→ PROBLEMS AND TASKS:
1. Repeat everything in the forum thread on 6 PPC bullet seating depth from "I sez you'll" down to "is vanishingly small.", word for word.
2. Decide whether each statement below agrees with the forum thread on 6 PPC bullet seating depth. Answer yes or no for each and quote the words of the thread that settle it.
(a) One poster says they have sent tens of thousands of rounds over the chronograph.
(b) The thread suggests a double-blind test with random neck tensions to check for a link to group size.
(c) The thread states that many people have the equipment and qualifications to show a correlation.

→ EXTRACT PROVIDED:

6 PPC bullet seating depth

A lot of people in the BR HoF believe that there is a correlation between neck tension and what happens on the target.

If someone wanted a better handle in it, they could do a double-blind test shooting rounds with random neck tensions and see if there is a correlation between neck tension and group size.

Probably something for Mr. Beggs and his tunnel.
 
A lot of people in the BR HoF believe that there is a correlation between neck tension and what happens on the target.

And????

Are you trying to say something here?

I sez you'll be hard-pressed to draw a correlation betwixt neck tension and velocity. Why? Because I've sent tens of thousands of rounds over the chronograph.

Care to share some evidence to the contrary?

If there's anyone here to quote actual numbers, anyone here who's actually graphed and isolated those numbers it'll be Lou Murdica.

Meantime, the number of people on God's earth with the equipment and qualifications to SHOW a correlation VS speculate about it is vanishingly small.

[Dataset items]

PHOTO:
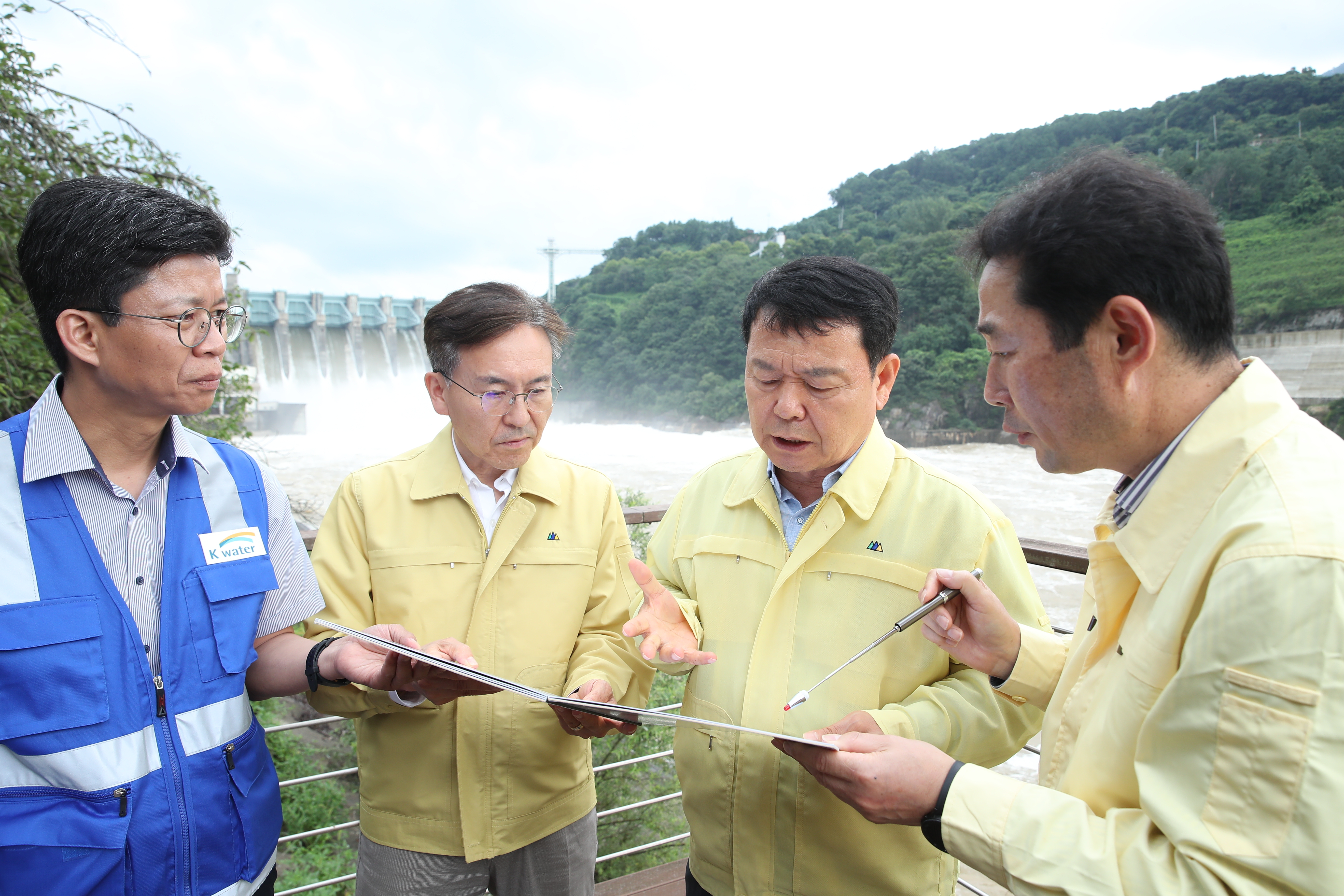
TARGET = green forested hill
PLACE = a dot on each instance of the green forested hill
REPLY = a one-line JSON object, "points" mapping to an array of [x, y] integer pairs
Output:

--

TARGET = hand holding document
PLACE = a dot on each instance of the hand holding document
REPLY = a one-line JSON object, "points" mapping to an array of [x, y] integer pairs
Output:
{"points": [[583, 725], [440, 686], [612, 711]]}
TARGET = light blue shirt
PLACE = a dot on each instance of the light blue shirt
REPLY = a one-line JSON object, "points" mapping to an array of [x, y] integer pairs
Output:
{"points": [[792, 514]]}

→ TASK-BY-TASK ANSWERS:
1.
I sez you'll be hard-pressed to draw a correlation betwixt neck tension and velocity. Why? Because I've sent tens of thousands of rounds over the chronograph.

Care to share some evidence to the contrary?

If there's anyone here to quote actual numbers, anyone here who's actually graphed and isolated those numbers it'll be Lou Murdica.

Meantime, the number of people on God's earth with the equipment and qualifications to SHOW a correlation VS speculate about it is vanishingly small.

2.
(a) Yes: "I've sent tens of thousands of rounds over the chronograph."
(b) Yes: "they could do a double-blind test shooting rounds with random neck tensions and see if there is a correlation between neck tension and group size."
(c) No: "the number of people on God's earth with the equipment and qualifications to SHOW a correlation VS speculate about it is vanishingly small."